** Source data **
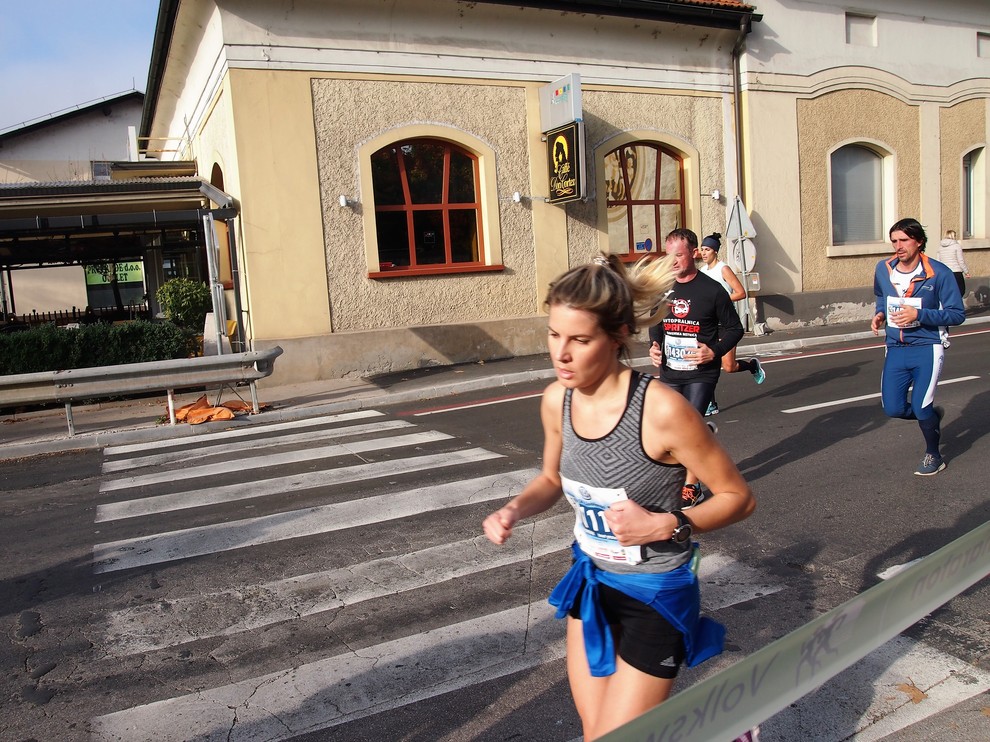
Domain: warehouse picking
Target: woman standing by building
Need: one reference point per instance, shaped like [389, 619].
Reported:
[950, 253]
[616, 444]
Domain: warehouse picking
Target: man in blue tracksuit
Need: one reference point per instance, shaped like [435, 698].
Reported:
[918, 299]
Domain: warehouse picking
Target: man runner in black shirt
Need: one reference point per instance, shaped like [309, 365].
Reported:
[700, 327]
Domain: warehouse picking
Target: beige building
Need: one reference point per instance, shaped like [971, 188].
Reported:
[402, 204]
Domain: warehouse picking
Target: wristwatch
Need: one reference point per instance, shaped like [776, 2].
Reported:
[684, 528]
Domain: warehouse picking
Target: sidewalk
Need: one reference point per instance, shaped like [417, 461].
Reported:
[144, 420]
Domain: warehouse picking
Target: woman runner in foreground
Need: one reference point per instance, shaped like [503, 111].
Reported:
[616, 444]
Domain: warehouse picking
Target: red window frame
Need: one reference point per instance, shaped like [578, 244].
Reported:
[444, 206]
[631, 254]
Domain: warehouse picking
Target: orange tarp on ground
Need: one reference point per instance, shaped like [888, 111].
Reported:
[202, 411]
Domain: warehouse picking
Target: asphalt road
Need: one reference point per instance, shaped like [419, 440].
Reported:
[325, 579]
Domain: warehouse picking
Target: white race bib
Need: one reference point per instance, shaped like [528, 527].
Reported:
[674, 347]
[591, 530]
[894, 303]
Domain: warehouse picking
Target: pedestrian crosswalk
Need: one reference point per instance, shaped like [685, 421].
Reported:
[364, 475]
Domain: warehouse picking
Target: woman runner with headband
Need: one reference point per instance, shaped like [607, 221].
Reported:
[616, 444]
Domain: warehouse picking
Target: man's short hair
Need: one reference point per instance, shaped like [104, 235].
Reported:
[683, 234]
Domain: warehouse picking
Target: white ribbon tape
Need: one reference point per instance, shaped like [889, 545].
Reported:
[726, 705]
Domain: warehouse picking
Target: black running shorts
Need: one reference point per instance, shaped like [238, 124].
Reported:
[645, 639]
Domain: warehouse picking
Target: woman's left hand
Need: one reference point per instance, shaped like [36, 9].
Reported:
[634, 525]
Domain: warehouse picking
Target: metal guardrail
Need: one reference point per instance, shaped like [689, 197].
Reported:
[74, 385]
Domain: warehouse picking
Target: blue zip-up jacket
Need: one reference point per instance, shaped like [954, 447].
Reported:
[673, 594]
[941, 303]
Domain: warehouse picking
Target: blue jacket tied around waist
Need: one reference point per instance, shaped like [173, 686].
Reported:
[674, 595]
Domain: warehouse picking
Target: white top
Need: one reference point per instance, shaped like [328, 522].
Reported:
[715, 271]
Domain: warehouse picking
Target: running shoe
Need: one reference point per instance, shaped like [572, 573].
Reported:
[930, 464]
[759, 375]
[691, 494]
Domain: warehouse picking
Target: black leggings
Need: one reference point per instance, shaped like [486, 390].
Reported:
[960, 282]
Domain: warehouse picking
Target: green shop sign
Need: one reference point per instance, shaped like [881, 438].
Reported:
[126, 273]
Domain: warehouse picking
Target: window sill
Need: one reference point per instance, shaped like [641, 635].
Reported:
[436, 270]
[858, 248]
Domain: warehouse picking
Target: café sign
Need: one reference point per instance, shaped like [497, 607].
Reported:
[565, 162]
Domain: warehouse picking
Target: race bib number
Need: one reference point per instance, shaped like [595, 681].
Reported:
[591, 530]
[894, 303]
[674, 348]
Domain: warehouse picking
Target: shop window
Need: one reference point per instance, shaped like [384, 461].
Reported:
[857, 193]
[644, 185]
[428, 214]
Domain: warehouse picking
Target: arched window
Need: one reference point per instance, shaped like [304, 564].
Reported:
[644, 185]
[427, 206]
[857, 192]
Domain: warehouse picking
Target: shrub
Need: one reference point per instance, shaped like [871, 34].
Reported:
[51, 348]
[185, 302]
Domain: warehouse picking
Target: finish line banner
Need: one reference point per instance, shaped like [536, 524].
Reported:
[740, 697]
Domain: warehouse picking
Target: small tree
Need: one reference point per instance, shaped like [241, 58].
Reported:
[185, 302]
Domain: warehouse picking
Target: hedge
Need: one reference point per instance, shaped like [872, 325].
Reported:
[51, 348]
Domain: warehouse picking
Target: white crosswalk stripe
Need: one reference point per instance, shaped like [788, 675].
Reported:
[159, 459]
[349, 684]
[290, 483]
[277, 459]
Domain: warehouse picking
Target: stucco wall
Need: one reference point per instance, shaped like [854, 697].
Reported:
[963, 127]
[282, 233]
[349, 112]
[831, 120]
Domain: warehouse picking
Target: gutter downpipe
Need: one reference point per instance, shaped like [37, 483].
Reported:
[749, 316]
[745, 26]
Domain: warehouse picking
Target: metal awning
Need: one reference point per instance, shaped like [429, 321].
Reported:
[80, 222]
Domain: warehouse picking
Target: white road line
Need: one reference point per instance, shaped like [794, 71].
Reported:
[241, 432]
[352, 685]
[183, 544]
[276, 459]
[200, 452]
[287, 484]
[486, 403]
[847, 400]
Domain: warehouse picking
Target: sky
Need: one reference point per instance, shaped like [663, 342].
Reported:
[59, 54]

* * *

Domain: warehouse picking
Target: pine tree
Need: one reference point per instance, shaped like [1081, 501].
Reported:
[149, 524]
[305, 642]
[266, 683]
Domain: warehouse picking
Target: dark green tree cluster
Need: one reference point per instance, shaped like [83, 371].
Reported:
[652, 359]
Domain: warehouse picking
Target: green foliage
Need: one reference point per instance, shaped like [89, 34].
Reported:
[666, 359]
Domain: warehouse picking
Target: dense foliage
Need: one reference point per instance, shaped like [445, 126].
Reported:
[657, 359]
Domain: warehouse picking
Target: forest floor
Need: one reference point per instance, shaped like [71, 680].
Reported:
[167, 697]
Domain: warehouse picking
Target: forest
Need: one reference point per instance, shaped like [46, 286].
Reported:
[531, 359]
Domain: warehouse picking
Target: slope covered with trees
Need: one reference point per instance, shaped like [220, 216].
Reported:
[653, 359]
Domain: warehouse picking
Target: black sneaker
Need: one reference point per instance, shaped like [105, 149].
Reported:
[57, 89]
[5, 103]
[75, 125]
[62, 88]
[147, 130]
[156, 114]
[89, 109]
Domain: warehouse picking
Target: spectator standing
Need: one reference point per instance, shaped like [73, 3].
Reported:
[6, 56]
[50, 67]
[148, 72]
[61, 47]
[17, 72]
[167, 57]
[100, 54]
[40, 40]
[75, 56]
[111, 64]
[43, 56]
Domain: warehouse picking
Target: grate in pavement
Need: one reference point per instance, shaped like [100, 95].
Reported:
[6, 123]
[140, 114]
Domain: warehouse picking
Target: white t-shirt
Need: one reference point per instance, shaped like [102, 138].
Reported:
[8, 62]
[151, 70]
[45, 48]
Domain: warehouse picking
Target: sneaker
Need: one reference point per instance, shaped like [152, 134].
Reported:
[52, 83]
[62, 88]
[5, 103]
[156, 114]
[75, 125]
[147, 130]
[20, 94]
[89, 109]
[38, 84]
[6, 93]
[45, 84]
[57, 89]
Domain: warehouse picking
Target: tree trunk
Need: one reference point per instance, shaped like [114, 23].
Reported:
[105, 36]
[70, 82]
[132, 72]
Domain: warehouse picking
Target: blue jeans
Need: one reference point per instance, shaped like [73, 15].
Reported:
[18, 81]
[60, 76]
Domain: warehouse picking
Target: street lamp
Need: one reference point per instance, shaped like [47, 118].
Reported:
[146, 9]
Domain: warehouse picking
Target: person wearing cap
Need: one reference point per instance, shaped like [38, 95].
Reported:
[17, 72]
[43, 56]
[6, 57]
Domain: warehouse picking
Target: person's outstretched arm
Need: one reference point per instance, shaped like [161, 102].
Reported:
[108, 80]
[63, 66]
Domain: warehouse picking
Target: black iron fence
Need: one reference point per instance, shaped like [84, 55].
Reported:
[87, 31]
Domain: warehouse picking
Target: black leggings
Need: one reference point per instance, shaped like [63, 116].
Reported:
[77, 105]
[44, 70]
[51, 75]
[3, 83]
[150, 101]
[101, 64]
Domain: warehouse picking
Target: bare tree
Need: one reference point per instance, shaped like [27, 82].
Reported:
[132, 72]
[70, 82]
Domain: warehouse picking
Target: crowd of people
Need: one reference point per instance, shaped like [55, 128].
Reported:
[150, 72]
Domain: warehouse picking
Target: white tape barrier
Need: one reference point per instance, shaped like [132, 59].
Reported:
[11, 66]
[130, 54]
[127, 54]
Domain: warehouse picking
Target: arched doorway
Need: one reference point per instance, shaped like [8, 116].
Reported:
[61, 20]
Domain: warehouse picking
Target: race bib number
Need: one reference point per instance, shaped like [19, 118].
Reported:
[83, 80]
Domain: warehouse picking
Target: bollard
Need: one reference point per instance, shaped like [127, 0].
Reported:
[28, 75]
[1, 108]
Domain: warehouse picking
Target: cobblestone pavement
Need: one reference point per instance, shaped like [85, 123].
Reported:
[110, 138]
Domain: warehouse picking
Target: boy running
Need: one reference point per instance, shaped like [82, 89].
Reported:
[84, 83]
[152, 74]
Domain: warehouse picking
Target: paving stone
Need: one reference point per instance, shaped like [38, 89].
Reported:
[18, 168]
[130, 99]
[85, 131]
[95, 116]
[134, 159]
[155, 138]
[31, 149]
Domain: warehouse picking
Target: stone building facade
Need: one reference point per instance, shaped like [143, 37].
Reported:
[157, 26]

** Task brief **
Gather every line in the records above that contains the string "runner", matching its case exactly.

** Result for this task **
Target: man runner in black shirt
Target: woman runner in foreground
Target: woman runner with headband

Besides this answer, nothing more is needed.